*GIVEN TASK 1*.
Answer these questions from the text on the 2023 PSLE Math Paper 2:
(a) How many questions from Paper 2 were picked out for step-by-step solutions?
(b) Which question type do students recognize on seeing the phrase "40% of the remainder"?
(c) To keep the numbers small, what can students change the percentages in the question to?

*EXTRACTED TEXT*.
☆ ☆ ☆ ☆ ☆ ☆ ☆
Compared to the 2022 PSLE Math Paper 2, the 2023 PSLE Math Paper 2 was easier for the most part. Although there was a greater percentage of Area and Perimeter question types that tested students on their visual spatialisation abilities, students who are less spatially gifted can also score well in these sections just by using the techniques they have learnt. These techniques include rearranging and forming the components of a complex shape to make more sense of the shapes in the question, or to solve the question in fewer steps. Students may also form equations based on the components of a complex shape and solve from there. We picked out 6 questions from the Paper 2 and let us take you through an in-depth step-by-step solution to these questions.
Question 9
TTA students have been trained to spot certain phrases that will help them to identify the question type. This enables them to apply the technique that they have learnt so that they can solve the questions in the most time-efficient manner.
As soon as students see the phrase “40% of the remainder”, they will recognise it as a fraction-of-fraction question type and draw the drop-down model. To keep the numbers in the question small, students can change the percentages in the question to fractions.
☆ ☆ ☆ ☆ ☆ ☆ ☆
*DATA ENTRIES*.

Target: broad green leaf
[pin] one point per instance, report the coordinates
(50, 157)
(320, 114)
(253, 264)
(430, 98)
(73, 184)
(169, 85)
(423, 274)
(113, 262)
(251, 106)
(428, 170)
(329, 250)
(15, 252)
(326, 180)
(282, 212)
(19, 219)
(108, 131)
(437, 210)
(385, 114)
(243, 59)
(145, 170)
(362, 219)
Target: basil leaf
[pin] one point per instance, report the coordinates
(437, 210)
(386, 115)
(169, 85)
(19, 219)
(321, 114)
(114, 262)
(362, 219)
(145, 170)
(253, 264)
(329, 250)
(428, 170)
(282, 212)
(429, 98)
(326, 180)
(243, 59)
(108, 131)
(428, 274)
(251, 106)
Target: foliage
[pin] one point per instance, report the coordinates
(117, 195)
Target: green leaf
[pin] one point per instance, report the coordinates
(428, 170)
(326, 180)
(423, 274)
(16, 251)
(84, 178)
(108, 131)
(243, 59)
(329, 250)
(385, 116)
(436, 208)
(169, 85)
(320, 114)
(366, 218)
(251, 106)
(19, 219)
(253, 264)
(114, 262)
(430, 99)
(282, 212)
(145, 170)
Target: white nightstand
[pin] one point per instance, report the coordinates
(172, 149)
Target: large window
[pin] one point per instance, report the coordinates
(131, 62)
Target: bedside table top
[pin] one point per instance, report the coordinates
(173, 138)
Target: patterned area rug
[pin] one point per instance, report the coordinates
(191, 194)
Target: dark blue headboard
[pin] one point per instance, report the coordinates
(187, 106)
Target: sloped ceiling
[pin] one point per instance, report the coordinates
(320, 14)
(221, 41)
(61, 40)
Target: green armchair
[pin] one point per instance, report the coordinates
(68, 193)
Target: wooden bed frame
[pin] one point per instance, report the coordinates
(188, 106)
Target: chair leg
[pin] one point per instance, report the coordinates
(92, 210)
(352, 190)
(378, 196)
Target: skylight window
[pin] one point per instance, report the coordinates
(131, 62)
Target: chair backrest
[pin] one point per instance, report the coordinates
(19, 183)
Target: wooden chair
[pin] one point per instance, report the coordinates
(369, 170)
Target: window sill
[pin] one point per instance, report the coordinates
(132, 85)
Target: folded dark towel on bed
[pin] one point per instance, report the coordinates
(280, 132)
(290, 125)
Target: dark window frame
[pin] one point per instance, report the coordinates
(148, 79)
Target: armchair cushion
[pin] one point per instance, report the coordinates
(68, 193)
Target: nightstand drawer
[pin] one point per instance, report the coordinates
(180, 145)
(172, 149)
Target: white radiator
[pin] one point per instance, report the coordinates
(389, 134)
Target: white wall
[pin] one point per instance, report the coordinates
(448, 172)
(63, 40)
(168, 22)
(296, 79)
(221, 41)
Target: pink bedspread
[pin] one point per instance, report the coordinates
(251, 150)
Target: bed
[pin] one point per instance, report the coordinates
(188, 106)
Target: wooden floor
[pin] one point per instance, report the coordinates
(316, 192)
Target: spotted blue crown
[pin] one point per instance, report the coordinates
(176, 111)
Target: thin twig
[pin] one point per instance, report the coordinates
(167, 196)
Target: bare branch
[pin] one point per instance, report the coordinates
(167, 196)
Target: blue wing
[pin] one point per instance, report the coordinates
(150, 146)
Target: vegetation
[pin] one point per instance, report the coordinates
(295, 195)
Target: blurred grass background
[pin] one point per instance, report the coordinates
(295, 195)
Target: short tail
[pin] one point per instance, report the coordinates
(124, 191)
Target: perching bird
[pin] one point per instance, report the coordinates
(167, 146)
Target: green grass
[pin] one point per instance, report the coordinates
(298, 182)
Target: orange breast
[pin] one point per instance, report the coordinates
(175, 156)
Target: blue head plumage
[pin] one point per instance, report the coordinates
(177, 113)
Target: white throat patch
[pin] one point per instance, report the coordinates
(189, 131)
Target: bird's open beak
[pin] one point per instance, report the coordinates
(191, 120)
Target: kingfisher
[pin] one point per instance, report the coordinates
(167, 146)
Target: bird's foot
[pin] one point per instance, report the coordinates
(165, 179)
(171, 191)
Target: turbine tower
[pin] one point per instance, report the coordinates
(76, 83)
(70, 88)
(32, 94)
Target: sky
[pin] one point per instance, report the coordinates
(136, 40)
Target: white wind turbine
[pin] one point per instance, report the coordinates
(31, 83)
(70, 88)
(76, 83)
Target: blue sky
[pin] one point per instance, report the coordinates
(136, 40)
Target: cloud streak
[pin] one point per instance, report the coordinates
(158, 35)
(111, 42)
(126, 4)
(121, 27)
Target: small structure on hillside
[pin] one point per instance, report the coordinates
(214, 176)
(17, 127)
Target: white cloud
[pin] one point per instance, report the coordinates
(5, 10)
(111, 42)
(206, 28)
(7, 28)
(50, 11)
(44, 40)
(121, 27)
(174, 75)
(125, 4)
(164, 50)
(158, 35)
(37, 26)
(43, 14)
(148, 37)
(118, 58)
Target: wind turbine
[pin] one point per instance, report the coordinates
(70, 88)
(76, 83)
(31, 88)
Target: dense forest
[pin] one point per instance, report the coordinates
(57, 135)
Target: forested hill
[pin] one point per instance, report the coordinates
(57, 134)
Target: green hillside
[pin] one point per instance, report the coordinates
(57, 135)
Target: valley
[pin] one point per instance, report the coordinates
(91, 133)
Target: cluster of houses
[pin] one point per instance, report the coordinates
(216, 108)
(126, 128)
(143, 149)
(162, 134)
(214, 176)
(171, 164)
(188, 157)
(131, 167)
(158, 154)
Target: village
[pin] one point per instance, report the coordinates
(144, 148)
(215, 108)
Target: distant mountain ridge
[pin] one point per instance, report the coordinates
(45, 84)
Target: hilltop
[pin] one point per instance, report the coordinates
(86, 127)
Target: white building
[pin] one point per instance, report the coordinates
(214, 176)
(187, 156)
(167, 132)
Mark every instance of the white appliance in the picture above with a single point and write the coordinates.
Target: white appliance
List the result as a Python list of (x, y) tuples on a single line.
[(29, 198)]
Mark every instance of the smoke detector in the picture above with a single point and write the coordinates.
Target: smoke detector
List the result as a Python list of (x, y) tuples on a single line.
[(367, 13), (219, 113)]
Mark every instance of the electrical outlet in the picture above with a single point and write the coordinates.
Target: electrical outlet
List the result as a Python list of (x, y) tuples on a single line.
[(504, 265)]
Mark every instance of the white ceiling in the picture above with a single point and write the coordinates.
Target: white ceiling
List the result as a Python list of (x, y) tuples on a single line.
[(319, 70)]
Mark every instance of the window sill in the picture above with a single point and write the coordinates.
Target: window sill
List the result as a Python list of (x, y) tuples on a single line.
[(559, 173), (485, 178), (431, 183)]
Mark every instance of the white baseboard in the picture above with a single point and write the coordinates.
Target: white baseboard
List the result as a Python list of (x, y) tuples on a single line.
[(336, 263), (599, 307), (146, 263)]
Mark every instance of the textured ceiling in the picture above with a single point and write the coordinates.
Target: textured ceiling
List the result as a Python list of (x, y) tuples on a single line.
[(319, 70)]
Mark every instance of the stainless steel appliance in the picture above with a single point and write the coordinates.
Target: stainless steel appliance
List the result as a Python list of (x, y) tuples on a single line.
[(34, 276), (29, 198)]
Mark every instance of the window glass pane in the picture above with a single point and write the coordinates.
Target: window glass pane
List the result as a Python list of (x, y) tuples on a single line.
☆ ☆ ☆ ☆ ☆ ☆ ☆
*GIVEN TASK 2*. Count the lines of the records that contain the string "baseboard", treating case as significant, and give only the number.

*WRITTEN REPLY 1*.
(a) 6
(b) Fraction-of-fraction
(c) Fractions

*WRITTEN REPLY 2*. 2